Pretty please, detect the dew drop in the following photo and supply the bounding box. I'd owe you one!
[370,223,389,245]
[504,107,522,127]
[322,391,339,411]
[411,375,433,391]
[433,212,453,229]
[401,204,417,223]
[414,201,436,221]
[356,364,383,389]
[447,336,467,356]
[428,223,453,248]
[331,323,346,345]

* TASK PROMPT
Revise the material above so that "dew drop" reads "water droplet", and reproduce everything else unchanged.

* EXERCISE SOLUTION
Pretty please, detect the water droplet in the following photo and supply the bounding box. I'd owe you one!
[370,223,389,245]
[504,107,522,127]
[322,391,339,411]
[411,375,433,391]
[433,212,453,229]
[401,204,417,223]
[414,201,436,221]
[356,364,383,389]
[447,336,467,356]
[428,223,453,248]
[331,323,346,345]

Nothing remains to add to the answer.